:: WHAT THE TASK ASKS ::
Your answer should be one number: the count of lines below that contain "stalk".

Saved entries
-- Opening Marker --
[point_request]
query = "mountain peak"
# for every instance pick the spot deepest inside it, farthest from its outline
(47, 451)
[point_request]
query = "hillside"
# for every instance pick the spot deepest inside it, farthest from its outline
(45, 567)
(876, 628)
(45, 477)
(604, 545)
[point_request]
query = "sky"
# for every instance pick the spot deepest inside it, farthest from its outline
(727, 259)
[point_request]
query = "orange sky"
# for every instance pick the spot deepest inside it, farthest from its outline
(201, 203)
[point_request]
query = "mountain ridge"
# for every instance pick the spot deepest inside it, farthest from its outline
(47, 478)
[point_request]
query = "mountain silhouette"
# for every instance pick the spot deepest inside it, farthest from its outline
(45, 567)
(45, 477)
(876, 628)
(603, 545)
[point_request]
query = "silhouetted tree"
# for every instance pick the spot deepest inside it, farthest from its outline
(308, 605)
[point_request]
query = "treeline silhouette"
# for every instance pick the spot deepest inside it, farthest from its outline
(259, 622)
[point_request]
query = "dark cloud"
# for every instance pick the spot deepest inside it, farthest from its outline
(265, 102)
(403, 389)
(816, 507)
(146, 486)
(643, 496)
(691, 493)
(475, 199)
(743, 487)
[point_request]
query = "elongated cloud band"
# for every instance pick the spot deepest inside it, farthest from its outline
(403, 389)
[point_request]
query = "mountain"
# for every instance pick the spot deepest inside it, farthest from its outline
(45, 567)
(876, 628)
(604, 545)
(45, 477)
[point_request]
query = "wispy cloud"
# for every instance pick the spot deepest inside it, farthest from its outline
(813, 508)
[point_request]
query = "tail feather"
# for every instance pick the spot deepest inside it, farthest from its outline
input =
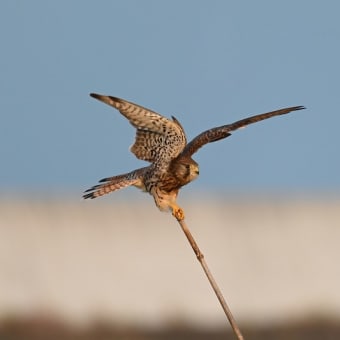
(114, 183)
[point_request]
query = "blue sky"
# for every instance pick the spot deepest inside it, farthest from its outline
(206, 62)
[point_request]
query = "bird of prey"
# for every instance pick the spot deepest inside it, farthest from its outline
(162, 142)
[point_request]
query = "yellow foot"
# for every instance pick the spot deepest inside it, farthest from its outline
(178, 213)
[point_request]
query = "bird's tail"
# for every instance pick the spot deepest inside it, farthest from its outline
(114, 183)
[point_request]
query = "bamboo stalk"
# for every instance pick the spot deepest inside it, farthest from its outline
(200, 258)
-- Closing Marker --
-- Opening Marker --
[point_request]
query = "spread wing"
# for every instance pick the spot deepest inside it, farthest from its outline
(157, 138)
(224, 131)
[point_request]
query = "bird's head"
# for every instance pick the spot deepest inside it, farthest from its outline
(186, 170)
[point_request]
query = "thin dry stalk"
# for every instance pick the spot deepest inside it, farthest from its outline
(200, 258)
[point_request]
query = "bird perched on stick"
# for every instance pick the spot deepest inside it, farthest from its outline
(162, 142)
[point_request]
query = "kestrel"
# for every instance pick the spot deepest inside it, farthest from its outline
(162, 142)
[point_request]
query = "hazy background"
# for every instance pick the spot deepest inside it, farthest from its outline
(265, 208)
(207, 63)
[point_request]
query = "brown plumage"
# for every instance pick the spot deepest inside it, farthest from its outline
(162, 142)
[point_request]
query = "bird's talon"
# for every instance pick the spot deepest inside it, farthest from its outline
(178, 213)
-- Closing Marker --
-- Opening Marker --
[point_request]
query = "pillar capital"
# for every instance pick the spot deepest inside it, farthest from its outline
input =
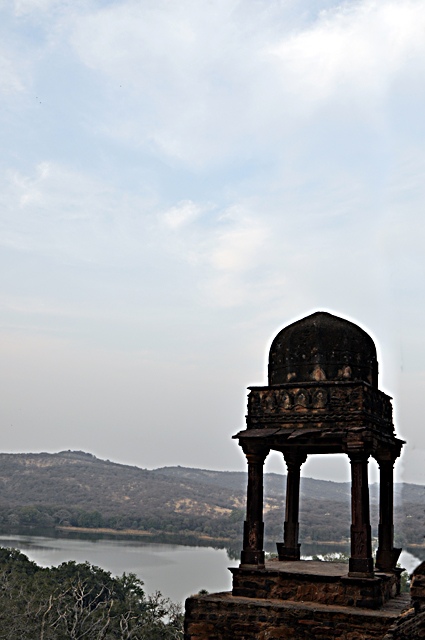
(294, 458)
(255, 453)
-- Closing Marker --
:: WRITTEN ANSWER ::
2